• _Given records_
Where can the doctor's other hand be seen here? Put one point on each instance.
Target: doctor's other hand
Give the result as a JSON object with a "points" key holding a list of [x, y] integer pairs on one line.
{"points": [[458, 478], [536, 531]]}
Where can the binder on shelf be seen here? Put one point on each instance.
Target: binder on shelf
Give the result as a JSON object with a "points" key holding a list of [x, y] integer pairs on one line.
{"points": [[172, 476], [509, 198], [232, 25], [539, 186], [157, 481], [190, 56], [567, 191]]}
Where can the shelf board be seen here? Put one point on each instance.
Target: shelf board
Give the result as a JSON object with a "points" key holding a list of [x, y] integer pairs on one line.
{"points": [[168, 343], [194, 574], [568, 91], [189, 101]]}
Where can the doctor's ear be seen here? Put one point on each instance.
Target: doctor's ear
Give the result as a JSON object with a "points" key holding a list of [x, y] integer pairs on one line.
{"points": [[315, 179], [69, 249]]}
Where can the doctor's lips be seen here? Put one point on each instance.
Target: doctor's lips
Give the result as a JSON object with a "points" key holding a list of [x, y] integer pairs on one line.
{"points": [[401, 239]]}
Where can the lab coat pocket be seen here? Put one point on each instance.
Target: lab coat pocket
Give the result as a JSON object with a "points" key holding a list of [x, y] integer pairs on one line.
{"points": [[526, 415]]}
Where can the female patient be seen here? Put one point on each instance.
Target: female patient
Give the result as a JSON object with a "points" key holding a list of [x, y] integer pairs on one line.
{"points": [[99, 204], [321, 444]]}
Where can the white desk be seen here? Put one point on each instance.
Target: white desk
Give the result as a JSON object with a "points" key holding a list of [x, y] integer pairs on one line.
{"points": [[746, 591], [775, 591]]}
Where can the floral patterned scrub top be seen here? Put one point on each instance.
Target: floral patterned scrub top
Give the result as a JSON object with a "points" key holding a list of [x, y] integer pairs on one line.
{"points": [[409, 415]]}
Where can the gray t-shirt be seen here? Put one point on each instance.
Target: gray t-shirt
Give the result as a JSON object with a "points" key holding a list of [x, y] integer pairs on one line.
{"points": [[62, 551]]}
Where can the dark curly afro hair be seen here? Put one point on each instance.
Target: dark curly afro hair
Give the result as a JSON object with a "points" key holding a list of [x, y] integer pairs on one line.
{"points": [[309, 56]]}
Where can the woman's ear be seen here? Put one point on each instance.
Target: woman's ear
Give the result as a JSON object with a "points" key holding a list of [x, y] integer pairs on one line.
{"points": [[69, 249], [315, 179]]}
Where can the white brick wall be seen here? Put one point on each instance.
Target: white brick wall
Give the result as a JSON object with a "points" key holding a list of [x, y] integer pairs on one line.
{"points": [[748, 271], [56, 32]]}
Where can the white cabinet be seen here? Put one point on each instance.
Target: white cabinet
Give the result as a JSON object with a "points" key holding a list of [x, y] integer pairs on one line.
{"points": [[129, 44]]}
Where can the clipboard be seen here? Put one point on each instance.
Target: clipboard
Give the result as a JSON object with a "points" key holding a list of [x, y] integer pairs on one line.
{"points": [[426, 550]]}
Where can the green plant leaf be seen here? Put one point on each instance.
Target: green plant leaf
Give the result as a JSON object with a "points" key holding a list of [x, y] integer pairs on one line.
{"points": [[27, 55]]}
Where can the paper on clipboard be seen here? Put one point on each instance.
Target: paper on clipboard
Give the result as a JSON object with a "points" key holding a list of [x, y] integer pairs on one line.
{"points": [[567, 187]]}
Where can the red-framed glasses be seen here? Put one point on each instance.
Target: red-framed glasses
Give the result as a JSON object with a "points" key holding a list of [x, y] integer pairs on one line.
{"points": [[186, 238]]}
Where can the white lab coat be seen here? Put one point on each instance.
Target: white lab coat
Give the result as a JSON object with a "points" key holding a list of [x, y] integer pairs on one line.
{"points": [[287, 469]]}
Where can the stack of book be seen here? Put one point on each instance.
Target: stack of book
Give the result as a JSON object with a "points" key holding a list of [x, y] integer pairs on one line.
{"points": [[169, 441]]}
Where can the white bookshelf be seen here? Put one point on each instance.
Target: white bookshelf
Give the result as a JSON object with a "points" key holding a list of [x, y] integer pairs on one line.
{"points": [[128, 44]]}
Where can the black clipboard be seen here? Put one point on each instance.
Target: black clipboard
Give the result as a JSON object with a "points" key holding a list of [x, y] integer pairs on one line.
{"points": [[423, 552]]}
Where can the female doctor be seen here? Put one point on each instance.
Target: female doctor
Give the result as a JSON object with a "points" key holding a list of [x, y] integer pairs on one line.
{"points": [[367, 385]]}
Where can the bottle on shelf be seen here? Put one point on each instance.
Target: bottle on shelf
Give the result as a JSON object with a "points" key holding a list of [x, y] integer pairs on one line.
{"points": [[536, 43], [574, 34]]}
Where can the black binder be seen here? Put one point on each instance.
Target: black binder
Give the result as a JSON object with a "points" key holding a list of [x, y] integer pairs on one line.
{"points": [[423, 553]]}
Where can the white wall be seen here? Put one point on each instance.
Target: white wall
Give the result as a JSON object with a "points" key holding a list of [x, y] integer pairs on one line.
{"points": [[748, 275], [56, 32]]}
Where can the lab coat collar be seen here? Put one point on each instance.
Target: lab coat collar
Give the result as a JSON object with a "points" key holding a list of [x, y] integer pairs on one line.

• _What you should do_
Starting with the line that contains "Where can the bottle", repeat each line through the last one exactly as it appears. Include both ends and nothing more.

• _Answer to the task_
Where can the bottle on shelf be seen here? Put one point on each instance.
Target: bottle on shelf
Give the result as a JSON object with a "points" key holding a list of [x, y] integer pairs on one line.
{"points": [[536, 43], [574, 34]]}
Where can the black binder be seen here? Put one point on each instance.
Target: black binder
Give the result as a JSON object with a "points" key holding a list of [x, y] integer pairs on one line.
{"points": [[423, 553]]}
Where can the white wall be seen here? Put one point on each instance.
Target: white wall
Give the result as a JSON object with a "points" key holding a list of [x, y] integer pairs on one line.
{"points": [[748, 275], [56, 32]]}
Where can the lab coat collar be seen here? Put one point on each instance.
Target: lab coat collar
Give the result as a JSON object with a "points" key holding a list of [x, y] integer pairs on one line.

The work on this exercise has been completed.